▸ **Given text**:

----------------

Technophobia!
Office Suite by Alan Bennett
West Yorkshire Playhouse, Courtyard Theatre, 1996
“How many people work in your office?” “Oh, about a quarter of them.”
“Offices are all the same,” declares Doris in Green Forms, and in one sense she’s right. Workers the world over have always tried to get away with doing as little as possible without being caught by the management. But the image of a couple of middle-aged ladies in twinsets presiding over a paper-strewn backwater is nowadays outmoded. On the other hand, maybe their preoccupations have simply been swapped for other, more insidious fears…? If Doris and Doreen were to walk into their office today after an absence of eighteen years, how much would they recognise?
The first thing they would miss would be the paperwork, which today would be stored tidily away in the sterile guts of a computer. Doris and Doreen might well argue that after a lifetime’s experience they would be able to put their hands on anything you asked them for at a moment’s notice, but today’s hard-headed business manager would have no truck with that. Today all information would need to be filed and flagged on hard drive and floppy disk, and how many comfortable matrons would be willing or able to undergo the training course?

----------------

▸ **Source data**:
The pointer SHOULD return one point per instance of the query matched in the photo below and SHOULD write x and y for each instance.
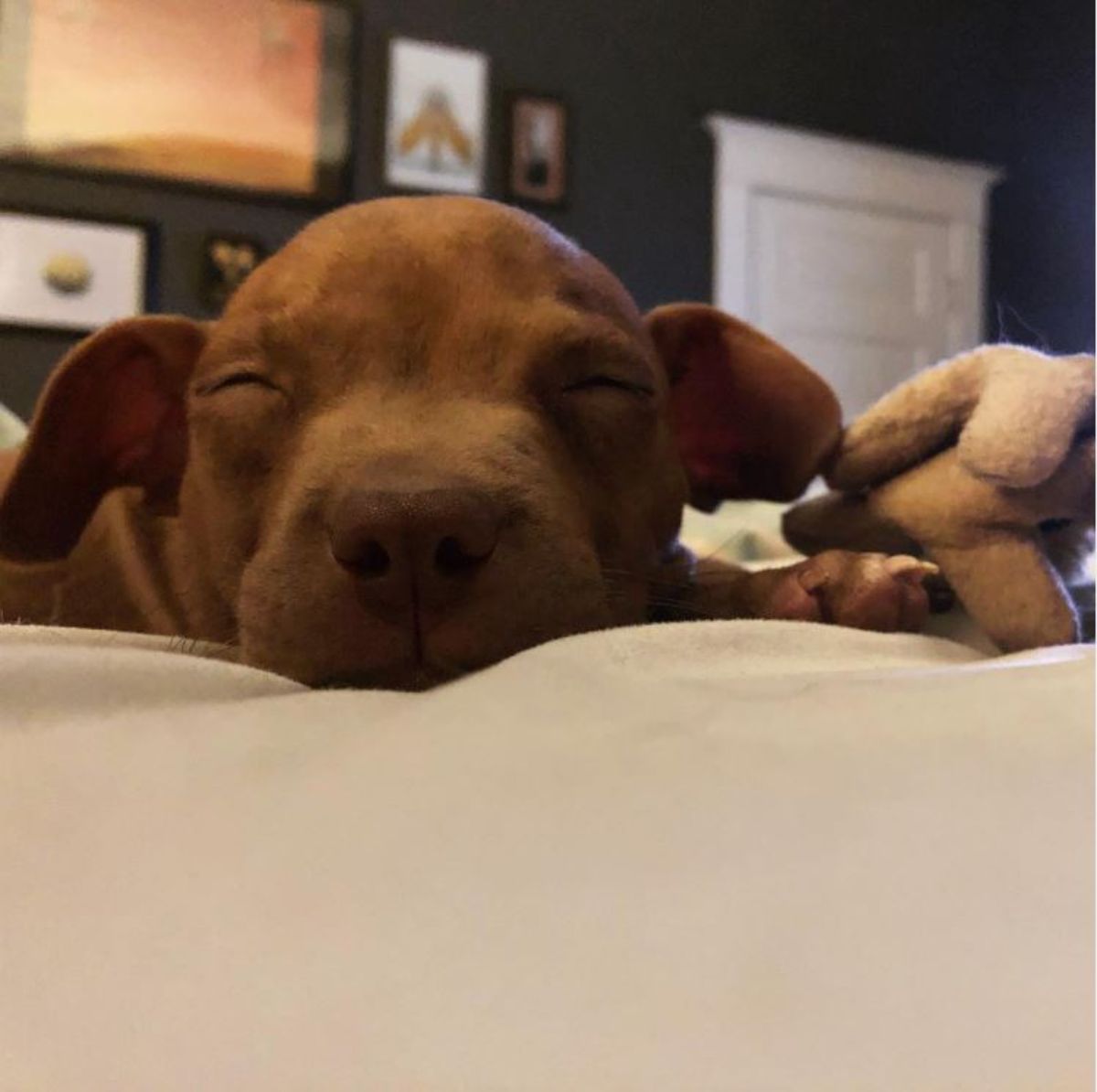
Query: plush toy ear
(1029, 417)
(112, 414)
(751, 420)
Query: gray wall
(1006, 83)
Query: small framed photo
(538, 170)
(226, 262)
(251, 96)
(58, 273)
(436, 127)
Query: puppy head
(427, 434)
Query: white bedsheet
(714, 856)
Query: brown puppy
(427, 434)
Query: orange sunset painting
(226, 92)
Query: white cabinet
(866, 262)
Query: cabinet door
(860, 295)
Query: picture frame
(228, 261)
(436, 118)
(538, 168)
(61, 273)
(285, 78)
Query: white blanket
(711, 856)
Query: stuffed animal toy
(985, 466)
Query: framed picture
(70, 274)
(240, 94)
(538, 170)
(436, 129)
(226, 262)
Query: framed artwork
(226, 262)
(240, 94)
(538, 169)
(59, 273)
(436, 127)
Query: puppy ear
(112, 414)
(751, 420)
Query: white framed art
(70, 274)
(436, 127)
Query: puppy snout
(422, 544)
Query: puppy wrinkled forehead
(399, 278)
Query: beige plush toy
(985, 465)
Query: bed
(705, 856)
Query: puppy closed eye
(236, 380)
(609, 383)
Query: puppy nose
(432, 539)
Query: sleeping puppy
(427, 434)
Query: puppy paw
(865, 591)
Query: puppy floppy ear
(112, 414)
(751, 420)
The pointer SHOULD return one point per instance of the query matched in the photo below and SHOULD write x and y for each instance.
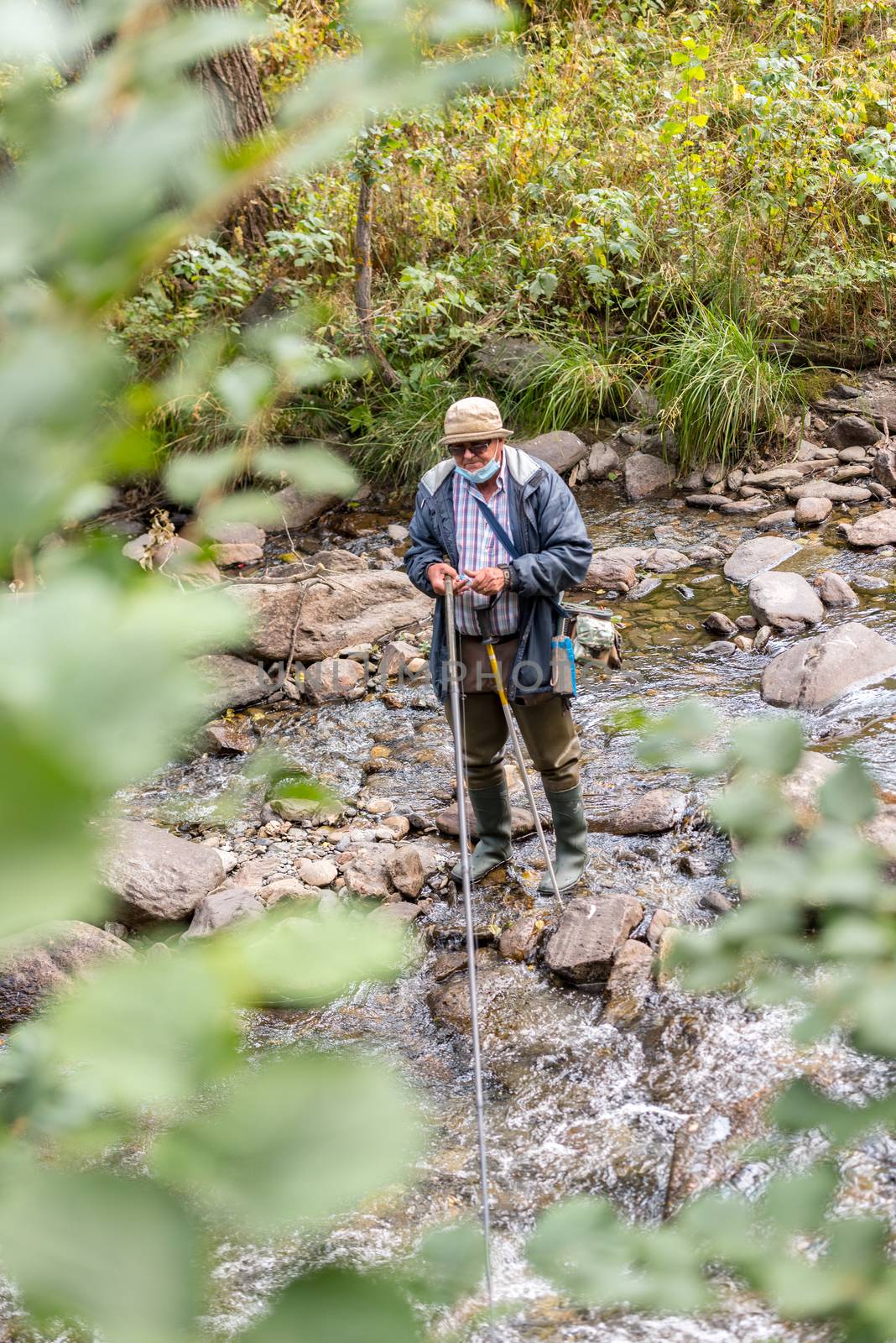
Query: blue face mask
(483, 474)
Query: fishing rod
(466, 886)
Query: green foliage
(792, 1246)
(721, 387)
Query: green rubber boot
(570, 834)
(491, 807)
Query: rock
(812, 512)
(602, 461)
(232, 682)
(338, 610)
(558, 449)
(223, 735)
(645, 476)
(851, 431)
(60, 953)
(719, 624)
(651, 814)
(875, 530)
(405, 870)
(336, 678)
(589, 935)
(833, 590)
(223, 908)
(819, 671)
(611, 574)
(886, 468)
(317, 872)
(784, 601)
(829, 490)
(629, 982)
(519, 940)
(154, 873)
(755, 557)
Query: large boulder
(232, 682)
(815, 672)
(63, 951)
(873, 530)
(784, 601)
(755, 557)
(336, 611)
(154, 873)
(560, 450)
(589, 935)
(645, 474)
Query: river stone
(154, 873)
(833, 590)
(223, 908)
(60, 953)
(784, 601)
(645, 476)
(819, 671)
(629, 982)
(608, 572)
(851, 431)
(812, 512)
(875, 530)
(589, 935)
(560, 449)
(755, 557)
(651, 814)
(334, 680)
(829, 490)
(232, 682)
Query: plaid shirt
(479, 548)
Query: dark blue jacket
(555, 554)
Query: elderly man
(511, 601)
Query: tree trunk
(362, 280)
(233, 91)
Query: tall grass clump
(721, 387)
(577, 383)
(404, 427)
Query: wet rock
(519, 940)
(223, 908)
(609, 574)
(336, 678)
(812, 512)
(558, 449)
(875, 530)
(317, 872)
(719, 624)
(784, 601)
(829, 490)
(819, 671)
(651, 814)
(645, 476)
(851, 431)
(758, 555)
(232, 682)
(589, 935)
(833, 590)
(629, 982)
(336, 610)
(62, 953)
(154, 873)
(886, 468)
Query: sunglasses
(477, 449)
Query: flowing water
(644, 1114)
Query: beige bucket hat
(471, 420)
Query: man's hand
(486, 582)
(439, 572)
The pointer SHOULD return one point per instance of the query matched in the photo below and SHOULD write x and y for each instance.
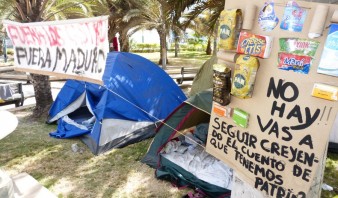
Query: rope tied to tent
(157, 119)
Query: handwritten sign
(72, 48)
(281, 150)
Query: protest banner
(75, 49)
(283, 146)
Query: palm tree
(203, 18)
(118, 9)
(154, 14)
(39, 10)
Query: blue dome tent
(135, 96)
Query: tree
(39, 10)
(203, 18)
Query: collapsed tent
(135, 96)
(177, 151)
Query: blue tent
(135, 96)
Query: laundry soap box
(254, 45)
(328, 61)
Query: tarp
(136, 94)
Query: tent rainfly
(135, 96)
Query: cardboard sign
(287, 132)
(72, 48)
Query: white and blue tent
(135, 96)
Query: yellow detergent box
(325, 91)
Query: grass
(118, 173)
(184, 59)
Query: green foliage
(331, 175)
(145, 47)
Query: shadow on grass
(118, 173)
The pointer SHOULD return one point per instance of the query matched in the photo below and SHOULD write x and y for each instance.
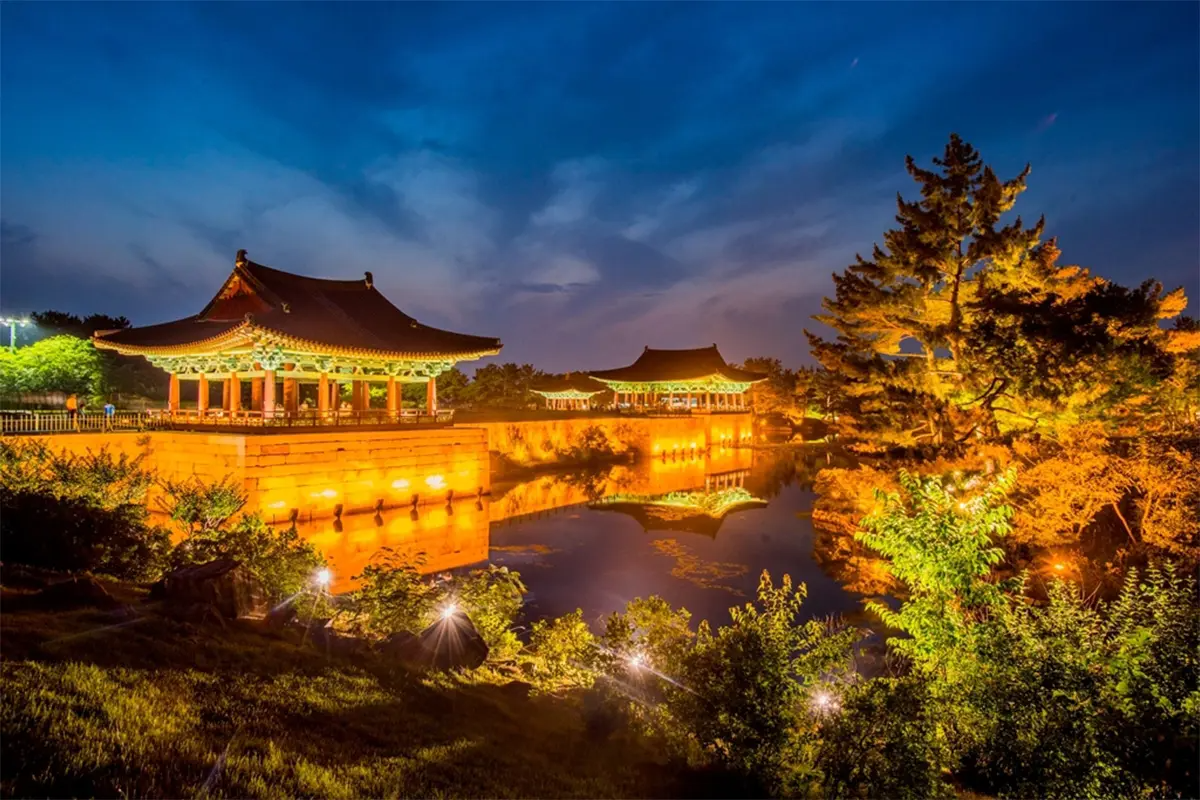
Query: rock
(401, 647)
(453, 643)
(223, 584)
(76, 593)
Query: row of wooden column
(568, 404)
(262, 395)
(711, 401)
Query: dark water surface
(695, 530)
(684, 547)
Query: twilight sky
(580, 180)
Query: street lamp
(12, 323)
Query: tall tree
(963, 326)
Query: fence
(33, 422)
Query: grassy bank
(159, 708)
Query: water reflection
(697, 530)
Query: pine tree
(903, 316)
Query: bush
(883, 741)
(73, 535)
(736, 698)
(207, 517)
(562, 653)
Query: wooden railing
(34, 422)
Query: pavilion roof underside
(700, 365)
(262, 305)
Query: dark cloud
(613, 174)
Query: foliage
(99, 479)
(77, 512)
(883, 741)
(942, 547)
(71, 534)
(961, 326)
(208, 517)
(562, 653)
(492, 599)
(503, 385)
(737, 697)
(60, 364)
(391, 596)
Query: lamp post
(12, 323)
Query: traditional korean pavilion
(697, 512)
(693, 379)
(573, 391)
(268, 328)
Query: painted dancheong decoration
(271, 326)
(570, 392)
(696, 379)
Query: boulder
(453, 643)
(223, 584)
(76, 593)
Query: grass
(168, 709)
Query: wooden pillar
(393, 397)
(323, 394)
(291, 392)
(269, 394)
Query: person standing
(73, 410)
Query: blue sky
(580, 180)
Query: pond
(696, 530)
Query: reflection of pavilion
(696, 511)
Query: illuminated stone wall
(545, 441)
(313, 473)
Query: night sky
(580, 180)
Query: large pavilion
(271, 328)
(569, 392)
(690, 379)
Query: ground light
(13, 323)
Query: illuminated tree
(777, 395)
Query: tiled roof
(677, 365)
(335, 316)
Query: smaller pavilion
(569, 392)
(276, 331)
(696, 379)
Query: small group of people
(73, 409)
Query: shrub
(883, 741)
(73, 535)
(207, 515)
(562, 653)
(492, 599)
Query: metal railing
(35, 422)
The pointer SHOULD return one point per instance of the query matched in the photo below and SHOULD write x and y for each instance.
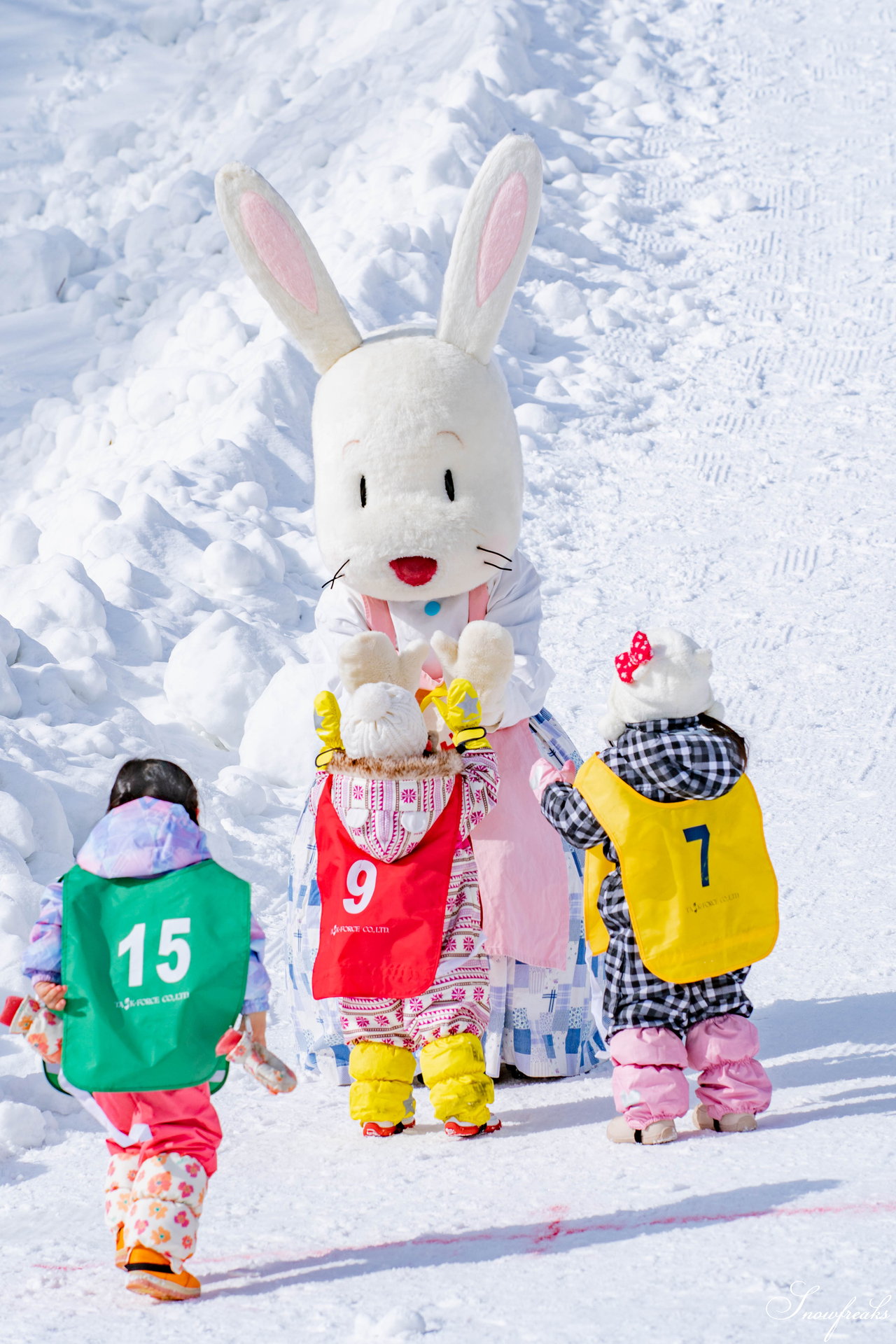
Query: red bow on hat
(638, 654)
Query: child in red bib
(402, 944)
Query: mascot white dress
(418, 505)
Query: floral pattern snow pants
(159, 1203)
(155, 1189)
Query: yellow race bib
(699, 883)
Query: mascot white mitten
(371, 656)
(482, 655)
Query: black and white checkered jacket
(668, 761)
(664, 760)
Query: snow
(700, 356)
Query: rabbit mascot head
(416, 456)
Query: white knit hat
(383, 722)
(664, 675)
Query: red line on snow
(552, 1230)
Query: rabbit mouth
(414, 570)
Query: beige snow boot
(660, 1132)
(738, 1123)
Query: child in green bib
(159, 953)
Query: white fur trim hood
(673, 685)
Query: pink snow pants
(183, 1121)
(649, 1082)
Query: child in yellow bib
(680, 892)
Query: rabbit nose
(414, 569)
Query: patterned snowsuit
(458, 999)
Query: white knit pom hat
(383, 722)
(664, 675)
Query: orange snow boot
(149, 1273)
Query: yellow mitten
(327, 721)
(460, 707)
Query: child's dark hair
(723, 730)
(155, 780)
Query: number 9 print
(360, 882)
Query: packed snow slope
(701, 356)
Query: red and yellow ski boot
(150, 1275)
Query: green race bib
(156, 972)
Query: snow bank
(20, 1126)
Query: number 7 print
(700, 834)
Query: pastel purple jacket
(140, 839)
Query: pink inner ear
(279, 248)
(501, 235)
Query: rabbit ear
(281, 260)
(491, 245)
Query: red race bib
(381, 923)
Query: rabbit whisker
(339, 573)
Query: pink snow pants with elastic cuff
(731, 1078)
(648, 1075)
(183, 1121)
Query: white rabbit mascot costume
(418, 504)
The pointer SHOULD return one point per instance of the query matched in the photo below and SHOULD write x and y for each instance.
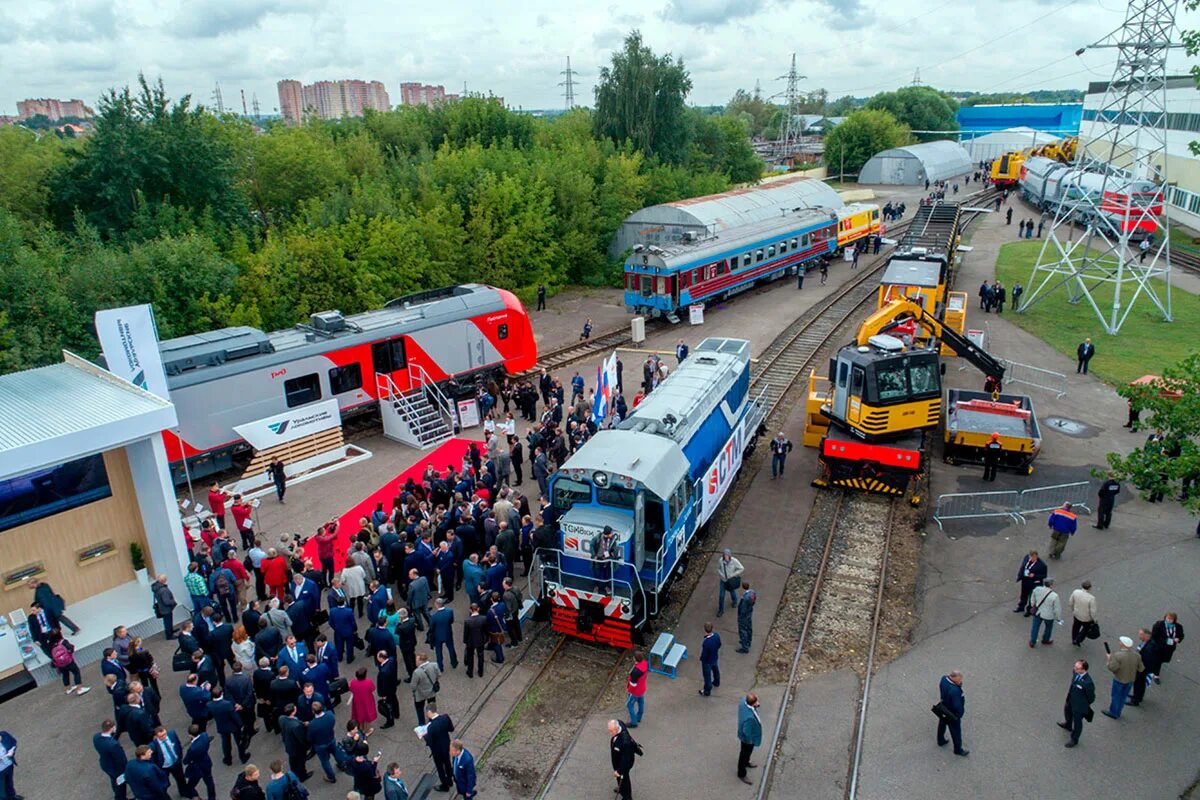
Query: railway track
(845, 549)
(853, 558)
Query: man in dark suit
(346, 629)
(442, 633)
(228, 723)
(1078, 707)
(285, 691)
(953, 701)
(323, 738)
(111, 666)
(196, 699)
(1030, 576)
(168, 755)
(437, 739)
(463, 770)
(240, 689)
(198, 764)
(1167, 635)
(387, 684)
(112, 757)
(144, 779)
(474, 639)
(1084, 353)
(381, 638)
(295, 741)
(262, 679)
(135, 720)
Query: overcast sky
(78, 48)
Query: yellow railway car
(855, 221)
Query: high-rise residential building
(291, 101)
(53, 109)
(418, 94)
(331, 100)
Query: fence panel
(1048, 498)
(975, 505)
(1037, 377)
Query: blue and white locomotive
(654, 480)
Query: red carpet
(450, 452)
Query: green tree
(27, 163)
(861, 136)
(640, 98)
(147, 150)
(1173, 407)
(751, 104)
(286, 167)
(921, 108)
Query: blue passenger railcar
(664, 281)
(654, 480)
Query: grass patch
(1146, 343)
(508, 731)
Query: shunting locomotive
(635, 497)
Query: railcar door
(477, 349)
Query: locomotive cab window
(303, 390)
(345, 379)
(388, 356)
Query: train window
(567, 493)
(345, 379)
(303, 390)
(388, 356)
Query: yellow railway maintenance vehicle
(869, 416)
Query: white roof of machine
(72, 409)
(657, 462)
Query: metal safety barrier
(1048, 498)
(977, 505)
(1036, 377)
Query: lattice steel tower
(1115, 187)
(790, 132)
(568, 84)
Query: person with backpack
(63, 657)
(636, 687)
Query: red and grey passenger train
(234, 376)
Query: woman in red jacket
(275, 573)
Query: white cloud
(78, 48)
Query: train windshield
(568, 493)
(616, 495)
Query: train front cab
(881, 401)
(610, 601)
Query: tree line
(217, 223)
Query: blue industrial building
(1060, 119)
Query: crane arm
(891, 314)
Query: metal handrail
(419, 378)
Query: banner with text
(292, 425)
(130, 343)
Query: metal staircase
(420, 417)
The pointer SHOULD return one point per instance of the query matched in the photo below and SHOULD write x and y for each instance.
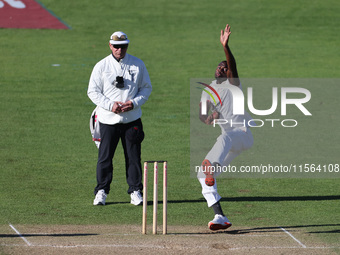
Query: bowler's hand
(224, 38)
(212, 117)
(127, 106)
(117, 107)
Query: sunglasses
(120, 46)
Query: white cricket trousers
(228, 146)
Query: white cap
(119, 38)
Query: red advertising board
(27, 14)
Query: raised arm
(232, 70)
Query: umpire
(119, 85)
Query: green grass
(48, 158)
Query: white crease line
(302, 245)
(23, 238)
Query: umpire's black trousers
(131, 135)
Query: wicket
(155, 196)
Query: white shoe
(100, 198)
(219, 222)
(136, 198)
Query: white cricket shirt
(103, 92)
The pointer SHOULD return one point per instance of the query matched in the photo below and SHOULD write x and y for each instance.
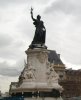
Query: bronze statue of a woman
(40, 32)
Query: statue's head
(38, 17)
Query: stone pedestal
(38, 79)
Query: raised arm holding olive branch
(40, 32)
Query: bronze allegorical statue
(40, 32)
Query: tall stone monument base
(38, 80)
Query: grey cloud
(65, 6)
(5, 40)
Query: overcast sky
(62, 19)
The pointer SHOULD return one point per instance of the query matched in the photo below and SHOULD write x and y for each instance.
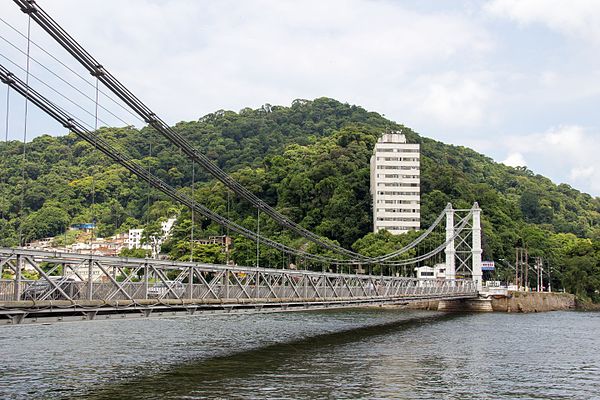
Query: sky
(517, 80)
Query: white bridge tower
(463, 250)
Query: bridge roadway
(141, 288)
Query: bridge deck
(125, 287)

----------------

▸ **To do**:
- 1) Repeat the passage of the review from "Office Suite by" up to and including "would they recognise?".
- 2) Shift the coordinates in the rows by adding 29 to every number, working from the line with "Query: grass patch" up to and including the line with "(1036, 377)". Give back only those lines, including the ones that hold no coordinates.
The review and the rows have no connection to each other.

▸ **Expected outputs**:
- 1)
Office Suite by Alan Bennett
West Yorkshire Playhouse, Courtyard Theatre, 1996
“How many people work in your office?” “Oh, about a quarter of them.”
“Offices are all the same,” declares Doris in Green Forms, and in one sense she’s right. Workers the world over have always tried to get away with doing as little as possible without being caught by the management. But the image of a couple of middle-aged ladies in twinsets presiding over a paper-strewn backwater is nowadays outmoded. On the other hand, maybe their preoccupations have simply been swapped for other, more insidious fears…? If Doris and Doreen were to walk into their office today after an absence of eighteen years, how much would they recognise?

- 2)
Query: grass patch
(1175, 372)
(537, 760)
Query: shunting locomotive
(664, 526)
Query: railcar door
(506, 378)
Query: locomotive cab window
(332, 419)
(374, 408)
(417, 385)
Query: train window
(596, 522)
(374, 408)
(332, 419)
(417, 385)
Query: yellow railway maintenance vehicle
(898, 445)
Query: white roof of machine
(101, 438)
(686, 491)
Query: metal safety barrier
(1077, 527)
(1006, 534)
(1065, 406)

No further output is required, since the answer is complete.